Barry Eichengreen: Is China’s Current Account Surplus Really Vanishing?
Donald Trump’s trade war has succeeded in accomplishing at least one thing. It has focused attention on the fact that China is running a bilateral trade surplus of more than $300 billion with the United States. At the same time, the American president’s misguided preoccupation with bilateral trade has diverted attention from the really big news, namely that China’s overall current account surplus, which was fully 10% of gross domestic product a bit more than a decade ago, looks to have all but disappeared.
The questions are what economic forces lie behind this trend, whether it is sustainable, and most of all whether the disappearance of the surplus is real.
Arithmetically, the current account balance is the excess of saving over investment. Thus, the decline of the surplus must reflect the fact that China’s saving has been falling faster than its investment. The decline in the Chinese saving rate is predictable, insofar as it reflects an ageing population. The Lifecycle Model that is the economist’s workhorse for understanding saving behavior emphasizes that people save in their working years and dis-save in retirement. It predicts that as China’s old-age dependency ratio rises, its savings rate will fall. Given the long shadow of China’s one-child policy, we can expect the trend to continue.

——

**PROMPT 1**
Find each line in the rows that contains the string "propane", and copy every such line.
The rows that follow this article are unrelated to it.

**TASK INPUT**
——

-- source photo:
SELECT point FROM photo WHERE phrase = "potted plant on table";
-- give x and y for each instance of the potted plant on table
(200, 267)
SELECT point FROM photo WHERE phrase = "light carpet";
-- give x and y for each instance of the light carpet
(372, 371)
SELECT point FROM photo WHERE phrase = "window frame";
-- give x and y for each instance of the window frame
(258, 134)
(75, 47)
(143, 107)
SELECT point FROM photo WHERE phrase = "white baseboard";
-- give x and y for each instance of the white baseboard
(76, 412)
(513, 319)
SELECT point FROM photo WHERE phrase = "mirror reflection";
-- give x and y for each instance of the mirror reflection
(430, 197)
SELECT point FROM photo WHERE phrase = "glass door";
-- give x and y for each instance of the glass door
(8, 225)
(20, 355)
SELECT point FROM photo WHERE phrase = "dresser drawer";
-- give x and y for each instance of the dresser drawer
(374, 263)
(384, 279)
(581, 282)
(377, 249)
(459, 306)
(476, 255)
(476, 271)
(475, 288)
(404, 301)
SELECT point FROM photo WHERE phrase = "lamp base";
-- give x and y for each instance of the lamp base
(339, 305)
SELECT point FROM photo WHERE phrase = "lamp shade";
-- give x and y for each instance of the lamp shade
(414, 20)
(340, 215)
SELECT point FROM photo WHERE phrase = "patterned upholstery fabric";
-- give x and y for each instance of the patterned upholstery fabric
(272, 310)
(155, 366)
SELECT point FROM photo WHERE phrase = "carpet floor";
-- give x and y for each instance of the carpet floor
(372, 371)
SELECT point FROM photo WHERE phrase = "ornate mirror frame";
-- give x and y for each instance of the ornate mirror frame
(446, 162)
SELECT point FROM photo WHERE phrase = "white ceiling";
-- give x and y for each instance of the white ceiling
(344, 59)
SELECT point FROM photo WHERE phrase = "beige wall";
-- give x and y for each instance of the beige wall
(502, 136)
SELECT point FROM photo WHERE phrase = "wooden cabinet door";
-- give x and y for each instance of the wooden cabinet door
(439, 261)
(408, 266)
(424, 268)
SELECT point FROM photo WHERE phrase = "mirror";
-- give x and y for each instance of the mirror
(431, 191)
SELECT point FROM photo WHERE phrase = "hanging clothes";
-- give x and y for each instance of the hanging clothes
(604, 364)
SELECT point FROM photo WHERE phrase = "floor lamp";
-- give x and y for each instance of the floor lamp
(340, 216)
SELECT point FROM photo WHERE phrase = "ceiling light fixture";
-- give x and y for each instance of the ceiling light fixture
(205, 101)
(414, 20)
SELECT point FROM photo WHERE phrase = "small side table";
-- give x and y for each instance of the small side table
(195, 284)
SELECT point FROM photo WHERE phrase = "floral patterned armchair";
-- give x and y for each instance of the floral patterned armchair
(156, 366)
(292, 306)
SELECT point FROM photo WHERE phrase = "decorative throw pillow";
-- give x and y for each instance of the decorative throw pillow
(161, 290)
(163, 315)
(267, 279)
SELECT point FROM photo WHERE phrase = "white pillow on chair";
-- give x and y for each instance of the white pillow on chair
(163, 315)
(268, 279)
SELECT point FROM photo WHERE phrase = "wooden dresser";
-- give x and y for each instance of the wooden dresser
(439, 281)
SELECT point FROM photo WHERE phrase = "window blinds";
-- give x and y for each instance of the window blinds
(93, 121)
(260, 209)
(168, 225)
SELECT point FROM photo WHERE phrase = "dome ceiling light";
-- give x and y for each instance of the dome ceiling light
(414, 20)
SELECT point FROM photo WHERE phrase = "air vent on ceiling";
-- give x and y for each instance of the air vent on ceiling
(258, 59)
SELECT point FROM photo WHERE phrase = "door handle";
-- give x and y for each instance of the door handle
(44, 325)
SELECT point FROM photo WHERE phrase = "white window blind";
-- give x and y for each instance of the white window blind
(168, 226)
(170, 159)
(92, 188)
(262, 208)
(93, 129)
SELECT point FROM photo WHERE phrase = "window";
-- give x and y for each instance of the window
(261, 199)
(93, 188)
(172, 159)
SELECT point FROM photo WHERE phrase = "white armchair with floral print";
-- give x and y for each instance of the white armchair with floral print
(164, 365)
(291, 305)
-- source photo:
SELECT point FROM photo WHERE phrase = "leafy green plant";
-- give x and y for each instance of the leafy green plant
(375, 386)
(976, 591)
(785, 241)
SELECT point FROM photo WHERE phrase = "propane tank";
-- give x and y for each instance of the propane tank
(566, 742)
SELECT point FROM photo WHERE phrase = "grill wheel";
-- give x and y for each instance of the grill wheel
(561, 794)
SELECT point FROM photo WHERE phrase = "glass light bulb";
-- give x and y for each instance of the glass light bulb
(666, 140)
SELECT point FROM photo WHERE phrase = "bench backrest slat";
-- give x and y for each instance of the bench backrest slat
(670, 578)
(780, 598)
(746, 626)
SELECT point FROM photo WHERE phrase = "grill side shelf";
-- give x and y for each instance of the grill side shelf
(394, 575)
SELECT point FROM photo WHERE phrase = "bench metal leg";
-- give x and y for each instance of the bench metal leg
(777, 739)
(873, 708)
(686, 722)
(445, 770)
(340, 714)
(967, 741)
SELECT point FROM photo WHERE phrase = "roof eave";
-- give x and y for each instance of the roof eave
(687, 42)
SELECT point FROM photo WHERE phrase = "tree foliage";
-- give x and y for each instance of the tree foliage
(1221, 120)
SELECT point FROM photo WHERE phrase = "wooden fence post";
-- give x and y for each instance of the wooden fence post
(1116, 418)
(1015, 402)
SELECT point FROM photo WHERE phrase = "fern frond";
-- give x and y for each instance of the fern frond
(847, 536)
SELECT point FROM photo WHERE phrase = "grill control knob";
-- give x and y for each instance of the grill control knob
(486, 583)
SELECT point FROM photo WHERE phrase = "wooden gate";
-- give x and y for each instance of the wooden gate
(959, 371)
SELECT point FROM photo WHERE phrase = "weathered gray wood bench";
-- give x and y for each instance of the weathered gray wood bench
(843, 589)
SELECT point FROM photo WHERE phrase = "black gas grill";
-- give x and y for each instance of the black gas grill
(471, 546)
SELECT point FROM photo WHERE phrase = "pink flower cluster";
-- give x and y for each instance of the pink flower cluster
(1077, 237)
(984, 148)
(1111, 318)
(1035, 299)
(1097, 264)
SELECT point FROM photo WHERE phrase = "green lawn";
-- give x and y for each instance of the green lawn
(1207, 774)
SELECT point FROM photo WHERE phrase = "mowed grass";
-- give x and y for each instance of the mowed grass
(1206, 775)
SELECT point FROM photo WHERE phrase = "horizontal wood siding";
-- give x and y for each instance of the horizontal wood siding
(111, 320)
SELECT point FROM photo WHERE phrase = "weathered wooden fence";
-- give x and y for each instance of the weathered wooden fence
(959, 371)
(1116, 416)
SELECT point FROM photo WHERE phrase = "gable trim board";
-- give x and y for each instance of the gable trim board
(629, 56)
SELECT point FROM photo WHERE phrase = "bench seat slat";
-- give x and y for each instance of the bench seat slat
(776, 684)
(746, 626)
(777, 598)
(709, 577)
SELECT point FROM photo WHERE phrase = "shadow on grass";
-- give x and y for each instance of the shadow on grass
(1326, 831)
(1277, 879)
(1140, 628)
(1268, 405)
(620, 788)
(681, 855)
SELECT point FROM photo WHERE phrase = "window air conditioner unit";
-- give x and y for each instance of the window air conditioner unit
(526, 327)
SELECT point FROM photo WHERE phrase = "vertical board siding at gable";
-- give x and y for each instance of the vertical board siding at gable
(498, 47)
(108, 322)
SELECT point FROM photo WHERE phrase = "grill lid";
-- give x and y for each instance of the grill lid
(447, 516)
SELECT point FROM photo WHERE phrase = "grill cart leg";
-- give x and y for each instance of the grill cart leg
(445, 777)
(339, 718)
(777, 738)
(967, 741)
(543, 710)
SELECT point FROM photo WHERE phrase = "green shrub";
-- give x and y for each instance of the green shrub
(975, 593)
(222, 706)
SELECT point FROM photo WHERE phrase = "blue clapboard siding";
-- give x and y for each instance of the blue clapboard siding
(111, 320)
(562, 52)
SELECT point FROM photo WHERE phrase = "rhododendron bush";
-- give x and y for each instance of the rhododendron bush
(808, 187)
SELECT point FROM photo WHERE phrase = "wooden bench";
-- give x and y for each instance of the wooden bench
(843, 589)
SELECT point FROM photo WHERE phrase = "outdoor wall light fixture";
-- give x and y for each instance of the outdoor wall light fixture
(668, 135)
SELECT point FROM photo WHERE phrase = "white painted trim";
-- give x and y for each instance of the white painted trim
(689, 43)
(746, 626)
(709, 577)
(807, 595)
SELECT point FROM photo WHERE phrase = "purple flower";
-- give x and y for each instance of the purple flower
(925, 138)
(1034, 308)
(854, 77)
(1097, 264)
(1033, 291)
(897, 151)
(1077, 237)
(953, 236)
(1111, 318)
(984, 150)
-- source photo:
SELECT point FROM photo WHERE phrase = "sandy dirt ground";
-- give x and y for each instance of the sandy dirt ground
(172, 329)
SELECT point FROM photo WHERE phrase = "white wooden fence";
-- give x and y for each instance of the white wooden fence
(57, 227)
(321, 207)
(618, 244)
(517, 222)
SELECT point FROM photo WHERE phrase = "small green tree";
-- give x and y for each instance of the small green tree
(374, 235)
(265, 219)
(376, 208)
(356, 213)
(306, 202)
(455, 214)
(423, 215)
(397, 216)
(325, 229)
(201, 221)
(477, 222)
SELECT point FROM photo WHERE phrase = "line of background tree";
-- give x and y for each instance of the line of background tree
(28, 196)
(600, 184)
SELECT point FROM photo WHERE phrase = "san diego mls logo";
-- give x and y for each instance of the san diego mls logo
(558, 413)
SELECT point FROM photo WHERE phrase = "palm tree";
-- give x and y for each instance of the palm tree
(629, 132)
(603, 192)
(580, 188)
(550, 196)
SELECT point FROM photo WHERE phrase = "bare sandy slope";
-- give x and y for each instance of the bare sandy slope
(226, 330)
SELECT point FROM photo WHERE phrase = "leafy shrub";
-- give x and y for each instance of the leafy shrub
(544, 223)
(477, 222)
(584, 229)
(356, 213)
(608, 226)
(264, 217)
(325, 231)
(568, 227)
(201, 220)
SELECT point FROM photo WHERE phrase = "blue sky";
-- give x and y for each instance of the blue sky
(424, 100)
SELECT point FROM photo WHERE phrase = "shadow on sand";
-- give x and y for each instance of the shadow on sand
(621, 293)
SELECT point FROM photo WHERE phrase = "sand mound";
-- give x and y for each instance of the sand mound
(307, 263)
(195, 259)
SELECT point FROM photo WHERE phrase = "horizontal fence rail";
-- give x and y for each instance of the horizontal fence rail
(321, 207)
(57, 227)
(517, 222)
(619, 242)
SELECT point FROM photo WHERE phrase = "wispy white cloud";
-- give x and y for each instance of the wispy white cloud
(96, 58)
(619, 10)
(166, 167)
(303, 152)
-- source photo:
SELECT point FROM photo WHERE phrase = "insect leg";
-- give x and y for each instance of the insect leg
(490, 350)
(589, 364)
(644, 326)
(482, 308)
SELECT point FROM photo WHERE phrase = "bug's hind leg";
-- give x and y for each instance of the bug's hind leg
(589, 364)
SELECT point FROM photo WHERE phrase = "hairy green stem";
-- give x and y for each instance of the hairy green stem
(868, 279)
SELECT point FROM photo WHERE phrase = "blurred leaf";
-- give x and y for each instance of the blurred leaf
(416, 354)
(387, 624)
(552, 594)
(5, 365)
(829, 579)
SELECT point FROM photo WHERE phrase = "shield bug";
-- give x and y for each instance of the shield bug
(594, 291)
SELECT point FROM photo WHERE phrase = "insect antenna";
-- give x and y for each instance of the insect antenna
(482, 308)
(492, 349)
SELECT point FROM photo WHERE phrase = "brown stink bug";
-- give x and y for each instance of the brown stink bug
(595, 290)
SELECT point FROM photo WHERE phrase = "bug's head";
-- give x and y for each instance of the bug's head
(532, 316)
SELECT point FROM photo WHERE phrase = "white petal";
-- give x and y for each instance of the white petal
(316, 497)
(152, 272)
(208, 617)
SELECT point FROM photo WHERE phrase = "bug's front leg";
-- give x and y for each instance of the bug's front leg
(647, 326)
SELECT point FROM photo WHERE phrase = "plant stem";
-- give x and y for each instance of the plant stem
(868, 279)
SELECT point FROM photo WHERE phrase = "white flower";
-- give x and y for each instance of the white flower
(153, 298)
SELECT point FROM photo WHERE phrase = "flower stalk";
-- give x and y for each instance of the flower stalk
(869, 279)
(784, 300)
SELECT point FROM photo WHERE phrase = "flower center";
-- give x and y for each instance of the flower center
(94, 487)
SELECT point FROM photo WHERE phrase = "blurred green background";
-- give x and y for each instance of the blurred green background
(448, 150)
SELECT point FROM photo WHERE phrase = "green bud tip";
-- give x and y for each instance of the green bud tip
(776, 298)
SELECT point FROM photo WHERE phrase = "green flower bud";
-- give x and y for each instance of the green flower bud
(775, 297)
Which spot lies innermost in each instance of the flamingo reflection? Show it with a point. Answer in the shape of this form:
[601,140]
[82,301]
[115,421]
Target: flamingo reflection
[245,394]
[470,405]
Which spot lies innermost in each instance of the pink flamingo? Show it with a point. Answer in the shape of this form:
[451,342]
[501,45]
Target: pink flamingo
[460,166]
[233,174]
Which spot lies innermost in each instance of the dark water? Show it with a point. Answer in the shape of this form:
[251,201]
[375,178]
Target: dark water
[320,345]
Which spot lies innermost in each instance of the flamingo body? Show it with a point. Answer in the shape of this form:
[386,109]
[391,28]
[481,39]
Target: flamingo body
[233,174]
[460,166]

——

**PROMPT 2**
Condense the paragraph of the article on China's current account surplus that begins "Arithmetically, the current account balance" into a short list that keeps its main facts.

**WORKED ANSWER 1**
SELECT point FROM photo WHERE phrase = "propane tank";
-- give x and y for each instance of the propane tank

**WORKED ANSWER 2**
- The current account balance is the excess of saving over investment, so the shrinking surplus means China's saving has fallen faster than its investment.
- The drop in the saving rate is predictable because the population is ageing.
- The Lifecycle Model holds that people save while working and dis-save in retirement, so savings should fall as the old-age dependency ratio rises.
- Because of the long shadow of the one-child policy, the trend is expected to continue.